*EXCERPT TO READ*.

We are experimenting an interesting time in world economic history and it centers around the future of work. The world is changing, and there’s no way around this global transformation.
According to the World Economic Forum, this fourth industrial revolution, is about empowering people, not the rise of the machines: “we stand on the brink of a technological revolution that will fundamentally alter the way we live, work, and relate to one another. One thing is clear: the response to it must be integrated and comprehensive, involving all stakeholders of the global polity, from the public and private sectors to academia and civil society”.
In this context, boards and investors need to be aware that this new global digital environment will improve people’s quality of life, redefine customer value creation, change how organizations operate, and transform job architecture, and skills.
For boards, this means that there is an opportunity to reimagine and redeploy talent in ways that create value for shareholders (beyond cutting costs), producing long-term gains in efficiency and productivity, but at the same time introducing a different concept of how to leverage customer experience, product innovation and collaboration, and assess AI to support sustainable growth.
The bottom line is boards, investors, CEOs, and business leaders need be aware of the impact of the future of work in order to challenge the way organizations design work, assess skills, and reset culture, while desiging the talent agenda to execute corporate strategy.

*WORK TO COMPLETE*.
(a) According to the sentence about boards and investors in the text on the future of work, what four changes will the new global digital environment bring? List them.
(b) Set down the passage from the text on the future of work starting with "According to the" and going on through "architecture, and skills.".
You won't need the lines that come after this.

*RAW RECORDS*.
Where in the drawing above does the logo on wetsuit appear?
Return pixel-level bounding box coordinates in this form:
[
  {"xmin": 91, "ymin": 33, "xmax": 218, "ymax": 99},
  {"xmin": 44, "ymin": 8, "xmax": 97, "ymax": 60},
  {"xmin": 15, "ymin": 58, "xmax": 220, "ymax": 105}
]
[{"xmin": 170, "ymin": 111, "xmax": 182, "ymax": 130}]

*EXERCISE RESPONSES*.
(a)
- Improve people's quality of life
- Redefine customer value creation
- Change how organizations operate
- Transform job architecture and skills

(b)
According to the World Economic Forum, this fourth industrial revolution, is about empowering people, not the rise of the machines: “we stand on the brink of a technological revolution that will fundamentally alter the way we live, work, and relate to one another. One thing is clear: the response to it must be integrated and comprehensive, involving all stakeholders of the global polity, from the public and private sectors to academia and civil society”.
In this context, boards and investors need to be aware that this new global digital environment will improve people’s quality of life, redefine customer value creation, change how organizations operate, and transform job architecture, and skills.